The listing below is to be transcribed exactly.

*****

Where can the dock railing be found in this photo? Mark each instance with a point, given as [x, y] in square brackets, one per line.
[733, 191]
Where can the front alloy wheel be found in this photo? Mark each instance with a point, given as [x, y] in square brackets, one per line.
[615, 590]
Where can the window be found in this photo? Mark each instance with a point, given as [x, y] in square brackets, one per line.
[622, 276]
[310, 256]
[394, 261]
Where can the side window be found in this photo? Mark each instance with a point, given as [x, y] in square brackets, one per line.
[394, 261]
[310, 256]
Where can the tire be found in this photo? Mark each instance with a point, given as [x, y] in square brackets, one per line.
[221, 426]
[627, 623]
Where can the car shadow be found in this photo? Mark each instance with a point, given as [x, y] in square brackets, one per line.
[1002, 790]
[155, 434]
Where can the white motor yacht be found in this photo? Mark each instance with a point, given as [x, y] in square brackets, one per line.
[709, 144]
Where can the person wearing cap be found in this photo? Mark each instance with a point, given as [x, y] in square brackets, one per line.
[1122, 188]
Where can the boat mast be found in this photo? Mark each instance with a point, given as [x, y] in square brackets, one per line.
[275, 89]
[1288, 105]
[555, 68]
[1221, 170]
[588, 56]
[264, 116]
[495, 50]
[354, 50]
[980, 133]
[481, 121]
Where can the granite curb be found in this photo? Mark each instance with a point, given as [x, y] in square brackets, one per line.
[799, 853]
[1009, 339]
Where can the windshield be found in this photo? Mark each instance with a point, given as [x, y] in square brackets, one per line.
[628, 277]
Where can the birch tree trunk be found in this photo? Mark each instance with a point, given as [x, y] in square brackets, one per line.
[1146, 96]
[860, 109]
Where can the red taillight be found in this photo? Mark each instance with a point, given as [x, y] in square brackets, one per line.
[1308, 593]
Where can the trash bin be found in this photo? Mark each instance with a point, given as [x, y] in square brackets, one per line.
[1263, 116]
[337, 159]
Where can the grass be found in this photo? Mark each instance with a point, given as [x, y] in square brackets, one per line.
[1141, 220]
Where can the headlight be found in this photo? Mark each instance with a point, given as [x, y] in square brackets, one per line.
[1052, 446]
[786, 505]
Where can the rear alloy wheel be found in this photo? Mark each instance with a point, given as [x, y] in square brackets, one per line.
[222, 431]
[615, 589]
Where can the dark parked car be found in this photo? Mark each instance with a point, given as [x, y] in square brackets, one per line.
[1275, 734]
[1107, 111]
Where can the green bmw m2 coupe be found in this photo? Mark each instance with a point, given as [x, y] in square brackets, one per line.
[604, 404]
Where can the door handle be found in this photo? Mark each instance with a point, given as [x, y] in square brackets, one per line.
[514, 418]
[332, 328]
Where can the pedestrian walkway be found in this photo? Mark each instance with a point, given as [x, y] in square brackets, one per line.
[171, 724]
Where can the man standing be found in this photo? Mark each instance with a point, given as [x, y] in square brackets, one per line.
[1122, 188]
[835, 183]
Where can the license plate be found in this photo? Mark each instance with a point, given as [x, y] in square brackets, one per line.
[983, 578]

*****

# Exercise answer:
Where can the dock railing be found in this photo? Mark each instance with a point, given as [x, y] in square brackets, one per line.
[733, 191]
Where can the front alloy wheel be found in this photo? Mark each instance with a point, given as [x, y] in square brackets, one per line.
[615, 590]
Where can the window be found in this photo? Mark each instance with a point, given as [x, y] in square brackets, one per line.
[622, 276]
[310, 256]
[394, 261]
Where can the side window be found in this photo? Mark each instance with a point, given as [x, y] in square brackets, one per line.
[394, 261]
[310, 256]
Where can the tire be found in this photo? Mark each instance with a point, given as [x, y] in square brackets, one per line.
[221, 426]
[627, 623]
Where can the car shadow be found in this photo? Mark each instance with a point, given as [x, y] in square brackets, one per line.
[1002, 790]
[155, 434]
Where can the white motor yacht be found in this photo? Mark each instance with a point, given as [x, y] in square brackets, one per line.
[709, 144]
Where can the person wearing cap be found in this photo? Mark each instance with a point, given as [x, y] in square brackets, one per line.
[1122, 188]
Where can the boat mast be found in this photo? Mark each instance with a point, given as [x, y] in square brackets, one per line.
[275, 89]
[1288, 105]
[555, 68]
[1221, 170]
[588, 56]
[264, 116]
[495, 50]
[354, 50]
[980, 133]
[481, 121]
Where can the granite curb be found in this photo? Mark each instance with a point, given as [x, y] in square brackets, one per line.
[799, 853]
[1009, 339]
Where can the windshield be found in this photo? Mark each instance with a point, given as [x, y] in square brackets, one per line.
[628, 277]
Where can the birch tree trunk be found in this photo? Mark each instance with a point, given as [x, y] in square brackets, one per line.
[1146, 96]
[860, 109]
Where can the red taillight be found in this photo? Mark each instance with a point, given as [x, y] in square brackets, one per line.
[1308, 593]
Where can the trash bin be found in this photo? Mark each instance with a point, given as [x, y] in square brackets, one per line.
[1263, 116]
[337, 159]
Where can the grass be found in this photo? Mark each instance with a point, given as [x, y] in square brackets, one per line.
[1141, 220]
Where can the headlight be found in this photo? Mark each instance with a point, given as [x, y] in square brackets, one per line.
[1052, 446]
[786, 505]
Where can the rear alloy wheel be found in this photo? Mark each instance with a point, given as [x, y] in square brackets, one per line.
[222, 431]
[615, 589]
Where can the dark parked car be found in this photo? Mark each instance with a point, given as [x, y] in square brackets, one per line.
[1275, 734]
[1107, 111]
Where can the green bmw m2 coupe be found in this photo? Mark each instance with a point, given as [x, y] in square brackets, one per line.
[604, 404]
Where can the door handle be found in this photo? Mark each instance with a point, given as [x, y] in square brackets, one per line.
[514, 418]
[332, 328]
Where can the pedestrian walkway be found in this photo? Mark each instance with a point, given as [x, y] in square brackets, one per line.
[171, 724]
Where can the man standing be found in this photo? Mark each instance with a point, given as [x, y] in square brackets, one per line.
[1122, 188]
[835, 183]
Where can the license plate be found in this photo? Mark each instance with a point, given as [x, y] in square brackets, one per line.
[983, 578]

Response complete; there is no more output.